**引用文:**
***

結論 訂正を認める。 特許第3138070号の請求項1ないし3に係る特許を維持する。 
理由 1.手続の経緯
本件特許第3138070号の請求項1〜3に係る発明についての出願は、平成4年7月10日に出願され、平成12年12月8日にその設定登録がなされ、その後、その請求項1〜3に係る発明の特許について、異議申立人中野宗昭より特許異議の申立てがされ、取消理由通知がなされ、その指定期間内である平成14年10月10日に特許異議意見書と訂正請求書が提出されたものである。

2.訂正の適否についての判断
(1)訂正請求の内容
本件訂正請求は、本件明細書を訂正請求書に添付された全文訂正明細書のとおりに訂正することを求めるもので、その訂正事項の具体的内容は以下のとおりである。
訂正事項1:
特許請求の範囲の請求項1における「末端カルボキシル基の数〔A〕(μeq/ポリマー1g)と末端アミノ基の数〔B〕(μeq/ポリマー1g)とが〔B〕>(〔A〕+5)の条件を満足するポリアミド樹脂より成ることを特徴とするモノフィラメント。」を「3員環以上のラクタム類もしくはω-アミノ酸類をジアミンの共存下で重縮合を行うか、または、二塩基酸とジアミンをジアミンを過剰量にして重縮合を行う方法であって、前記ジアミンが、エチレンジアミン、トリメチレンジアミン、テトラメチレンジアミン、ペンタメチレンジアミン、へキサメチレンジアミン、ヘプタメチレンジアミン、オクタメチレンジアミン、ノナメチレンジアミン、ウンデカメチレンジアミン、ドデカメチレンジアミン、2,2,4(または2,4,4)-トリメチルヘキサメチレンジアミン、シクロヘキサンジアミン、ビス-(4,4′-アミノシクロヘキシル)メタン、メタキシリレンジアミンから選択される上記の方法によって製造され、末端カルボキシル基の数〔A〕(μeq/ポリマー1g)と末端アミノ基の数〔B〕(μeq/ポリマー1g)とが〔B〕>(〔A〕+5)の条件を満足するポリアミド樹脂より成ることを特徴とするモノフィラメント。」と訂正する。

訂正事項2:
特許請求の範囲の請求項2における「ビスアミド化合」を「ビスアミド化合物」と訂正する。

***

**記述問題 1:**
特許異議の決定文について、次の問いに答えてください。
(a) 本件特許の出願は、いつなされたか。
(b) 特許異議意見書と訂正請求書は、いつ提出されたか。
(c) 訂正事項2では、請求項2の「ビスアミド化合」が何と訂正されるか。

**提示資料:**
***

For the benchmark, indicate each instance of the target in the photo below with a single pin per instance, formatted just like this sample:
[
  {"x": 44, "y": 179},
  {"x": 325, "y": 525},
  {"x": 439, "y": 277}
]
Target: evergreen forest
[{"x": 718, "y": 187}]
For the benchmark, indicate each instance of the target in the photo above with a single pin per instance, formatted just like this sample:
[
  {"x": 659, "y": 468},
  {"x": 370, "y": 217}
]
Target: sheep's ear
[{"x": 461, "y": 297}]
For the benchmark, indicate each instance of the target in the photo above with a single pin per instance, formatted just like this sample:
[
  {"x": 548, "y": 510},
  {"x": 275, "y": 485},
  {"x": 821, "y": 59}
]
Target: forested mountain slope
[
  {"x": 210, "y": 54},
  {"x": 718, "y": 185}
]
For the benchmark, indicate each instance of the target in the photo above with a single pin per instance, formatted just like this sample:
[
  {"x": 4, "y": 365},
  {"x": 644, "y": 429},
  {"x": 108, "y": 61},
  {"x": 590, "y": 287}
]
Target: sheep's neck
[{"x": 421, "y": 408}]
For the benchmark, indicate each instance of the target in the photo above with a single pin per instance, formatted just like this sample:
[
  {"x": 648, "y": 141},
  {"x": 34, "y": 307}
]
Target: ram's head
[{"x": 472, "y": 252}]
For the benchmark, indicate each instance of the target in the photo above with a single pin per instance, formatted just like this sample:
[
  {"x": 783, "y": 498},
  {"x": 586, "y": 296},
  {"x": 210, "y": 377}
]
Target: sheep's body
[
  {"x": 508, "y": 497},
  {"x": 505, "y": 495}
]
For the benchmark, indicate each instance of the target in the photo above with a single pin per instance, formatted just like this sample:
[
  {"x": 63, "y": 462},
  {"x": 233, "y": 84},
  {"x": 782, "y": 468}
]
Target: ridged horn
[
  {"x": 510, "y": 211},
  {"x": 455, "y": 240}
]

***

**記述問題 2:** 記録の全行を、各行を1つの文字列とするJSONリストに書き直してください。空行は含めません。

**正答 1:**
(a) 平成4年7月10日
(b) 平成14年10月10日
(c) 「ビスアミド化合物」

**正答 2:**
[
  "For the benchmark, indicate each instance of the target in the photo below with a single pin per instance, formatted just like this sample:",
  "[",
  "  {\"x\": 44, \"y\": 179},",
  "  {\"x\": 325, \"y\": 525},",
  "  {\"x\": 439, \"y\": 277}",
  "]",
  "Target: evergreen forest",
  "[{\"x\": 718, \"y\": 187}]",
  "For the benchmark, indicate each instance of the target in the photo above with a single pin per instance, formatted just like this sample:",
  "[",
  "  {\"x\": 659, \"y\": 468},",
  "  {\"x\": 370, \"y\": 217}",
  "]",
  "Target: sheep's ear",
  "[{\"x\": 461, \"y\": 297}]",
  "For the benchmark, indicate each instance of the target in the photo above with a single pin per instance, formatted just like this sample:",
  "[",
  "  {\"x\": 548, \"y\": 510},",
  "  {\"x\": 275, \"y\": 485},",
  "  {\"x\": 821, \"y\": 59}",
  "]",
  "Target: forested mountain slope",
  "[",
  "  {\"x\": 210, \"y\": 54},",
  "  {\"x\": 718, \"y\": 185}",
  "]",
  "For the benchmark, indicate each instance of the target in the photo above with a single pin per instance, formatted just like this sample:",
  "[",
  "  {\"x\": 4, \"y\": 365},",
  "  {\"x\": 644, \"y\": 429},",
  "  {\"x\": 108, \"y\": 61},",
  "  {\"x\": 590, \"y\": 287}",
  "]",
  "Target: sheep's neck",
  "[{\"x\": 421, \"y\": 408}]",
  "For the benchmark, indicate each instance of the target in the photo above with a single pin per instance, formatted just like this sample:",
  "[",
  "  {\"x\": 648, \"y\": 141},",
  "  {\"x\": 34, \"y\": 307}",
  "]",
  "Target: ram's head",
  "[{\"x\": 472, \"y\": 252}]",
  "For the benchmark, indicate each instance of the target in the photo above with a single pin per instance, formatted just like this sample:",
  "[",
  "  {\"x\": 783, \"y\": 498},",
  "  {\"x\": 586, \"y\": 296},",
  "  {\"x\": 210, \"y\": 377}",
  "]",
  "Target: sheep's body",
  "[",
  "  {\"x\": 508, \"y\": 497},",
  "  {\"x\": 505, \"y\": 495}",
  "]",
  "For the benchmark, indicate each instance of the target in the photo above with a single pin per instance, formatted just like this sample:",
  "[",
  "  {\"x\": 63, \"y\": 462},",
  "  {\"x\": 233, \"y\": 84},",
  "  {\"x\": 782, \"y\": 468}",
  "]",
  "Target: ridged horn",
  "[",
  "  {\"x\": 510, \"y\": 211},",
  "  {\"x\": 455, \"y\": 240}",
  "]"
]